• [What to work on] Please render the data below as a Markdown table with the columns Row and Line, numbering each line in order and leaving out blank lines.

• [Data for this task]
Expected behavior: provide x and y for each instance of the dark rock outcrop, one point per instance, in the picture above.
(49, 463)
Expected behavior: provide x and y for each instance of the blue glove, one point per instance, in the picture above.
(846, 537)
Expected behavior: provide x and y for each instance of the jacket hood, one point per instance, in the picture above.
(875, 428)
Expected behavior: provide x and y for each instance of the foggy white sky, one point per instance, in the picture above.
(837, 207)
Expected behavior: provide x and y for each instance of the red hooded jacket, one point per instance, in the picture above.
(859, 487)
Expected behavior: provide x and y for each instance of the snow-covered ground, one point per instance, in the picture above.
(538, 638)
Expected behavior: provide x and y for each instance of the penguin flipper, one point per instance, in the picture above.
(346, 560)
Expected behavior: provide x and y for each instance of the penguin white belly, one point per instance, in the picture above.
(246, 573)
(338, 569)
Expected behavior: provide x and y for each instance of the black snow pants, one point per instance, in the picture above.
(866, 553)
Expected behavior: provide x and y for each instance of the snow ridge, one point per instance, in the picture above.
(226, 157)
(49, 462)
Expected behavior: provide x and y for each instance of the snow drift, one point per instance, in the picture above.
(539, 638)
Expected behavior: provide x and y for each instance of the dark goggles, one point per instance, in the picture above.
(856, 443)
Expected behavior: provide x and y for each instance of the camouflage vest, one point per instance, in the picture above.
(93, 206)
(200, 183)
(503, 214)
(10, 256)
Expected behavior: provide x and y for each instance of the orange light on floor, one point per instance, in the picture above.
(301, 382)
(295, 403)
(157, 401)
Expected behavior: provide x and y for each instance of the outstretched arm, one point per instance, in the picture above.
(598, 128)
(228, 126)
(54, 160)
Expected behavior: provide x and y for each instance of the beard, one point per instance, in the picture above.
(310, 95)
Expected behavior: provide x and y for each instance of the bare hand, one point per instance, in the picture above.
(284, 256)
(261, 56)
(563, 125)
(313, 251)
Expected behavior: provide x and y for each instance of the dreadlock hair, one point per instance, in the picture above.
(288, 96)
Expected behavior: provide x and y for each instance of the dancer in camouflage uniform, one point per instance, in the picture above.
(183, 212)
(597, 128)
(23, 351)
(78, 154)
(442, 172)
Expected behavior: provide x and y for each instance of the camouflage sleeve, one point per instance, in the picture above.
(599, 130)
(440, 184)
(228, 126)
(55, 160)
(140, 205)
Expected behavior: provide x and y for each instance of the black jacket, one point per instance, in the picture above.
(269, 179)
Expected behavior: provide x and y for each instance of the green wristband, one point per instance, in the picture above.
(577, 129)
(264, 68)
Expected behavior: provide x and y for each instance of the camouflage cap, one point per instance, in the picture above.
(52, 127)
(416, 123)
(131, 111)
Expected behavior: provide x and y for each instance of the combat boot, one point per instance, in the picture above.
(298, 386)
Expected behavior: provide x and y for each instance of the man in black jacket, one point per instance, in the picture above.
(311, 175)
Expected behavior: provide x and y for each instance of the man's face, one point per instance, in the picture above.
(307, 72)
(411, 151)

• [Result of this exercise]
| Row | Line |
|---|---|
| 1 | Expected behavior: provide x and y for each instance of the dark rock outcrop, one point per instance, in the picture above. |
| 2 | (49, 463) |
| 3 | Expected behavior: provide x and y for each instance of the blue glove, one point per instance, in the picture above. |
| 4 | (846, 537) |
| 5 | Expected behavior: provide x and y for each instance of the jacket hood, one point per instance, in the picture above. |
| 6 | (875, 428) |
| 7 | Expected behavior: provide x and y for each instance of the foggy white sky, one point per instance, in the picture above. |
| 8 | (837, 207) |
| 9 | Expected behavior: provide x and y for each instance of the red hooded jacket, one point per instance, in the picture above. |
| 10 | (859, 487) |
| 11 | Expected behavior: provide x and y for each instance of the snow-covered ground, one point per instance, in the picture above. |
| 12 | (538, 638) |
| 13 | Expected behavior: provide x and y for each instance of the penguin flipper, one point per instance, in the picture above. |
| 14 | (346, 560) |
| 15 | Expected behavior: provide x and y for each instance of the penguin white belly, one point per instance, in the picture above. |
| 16 | (246, 573) |
| 17 | (338, 569) |
| 18 | Expected behavior: provide x and y for each instance of the black snow pants, one point per instance, in the picture above. |
| 19 | (866, 553) |
| 20 | Expected behavior: provide x and y for each instance of the snow ridge, one point per instance, in the picture above. |
| 21 | (226, 157) |
| 22 | (49, 462) |
| 23 | Expected behavior: provide x and y for each instance of the snow drift, one point per instance, in the picture above. |
| 24 | (539, 638) |
| 25 | Expected behavior: provide x and y for each instance of the dark goggles, one point per instance, in the picture above. |
| 26 | (856, 443) |
| 27 | Expected behavior: provide x and y for each instance of the camouflage vest, one point per instance, in the picture above. |
| 28 | (93, 206) |
| 29 | (200, 183) |
| 30 | (503, 214) |
| 31 | (10, 256) |
| 32 | Expected behavior: provide x and y for each instance of the orange light on floor, one point per instance, in the picture above. |
| 33 | (301, 382) |
| 34 | (295, 403) |
| 35 | (157, 401) |
| 36 | Expected behavior: provide x and y for each instance of the outstretched arm, one point per instance, in the picture above. |
| 37 | (598, 128) |
| 38 | (228, 126) |
| 39 | (54, 160) |
| 40 | Expected behavior: provide x and y for each instance of the beard, one point per instance, in the picture above. |
| 41 | (310, 95) |
| 42 | Expected behavior: provide x and y for each instance of the bare hand, one point per instance, in the picture above. |
| 43 | (284, 256) |
| 44 | (261, 56) |
| 45 | (563, 125) |
| 46 | (313, 251) |
| 47 | Expected behavior: provide x and y for each instance of the dreadlock hair, one point per instance, in the picture above. |
| 48 | (288, 96) |
| 49 | Expected behavior: provide x and y for each instance of the dancer in camouflage uniform, one point per instance, in the picture above. |
| 50 | (183, 212) |
| 51 | (597, 128) |
| 52 | (23, 351) |
| 53 | (78, 154) |
| 54 | (442, 172) |
| 55 | Expected behavior: provide x and y for each instance of the camouflage sleeve, one point per instance, in the picture above. |
| 56 | (599, 130) |
| 57 | (440, 184) |
| 58 | (228, 126) |
| 59 | (55, 160) |
| 60 | (140, 205) |
| 61 | Expected behavior: provide x and y for each instance of the black jacket, one point per instance, in the picture above. |
| 62 | (269, 179) |
| 63 | Expected behavior: provide x and y for each instance of the green wristband, one point per instance, in the picture above. |
| 64 | (577, 129) |
| 65 | (264, 68) |
| 66 | Expected behavior: provide x and y for each instance of the camouflage cap, one point per instance, in the picture above. |
| 67 | (52, 127) |
| 68 | (416, 123) |
| 69 | (131, 111) |
| 70 | Expected behavior: provide x and y for each instance of the combat boot, one point per instance, in the picture above. |
| 71 | (298, 386) |
| 72 | Expected behavior: provide x and y for each instance of the man in black jacket, one point per instance, in the picture above. |
| 73 | (311, 175) |
| 74 | Expected behavior: provide x and y for each instance of the man's face, one point per instance, in the picture above. |
| 75 | (307, 72) |
| 76 | (411, 151) |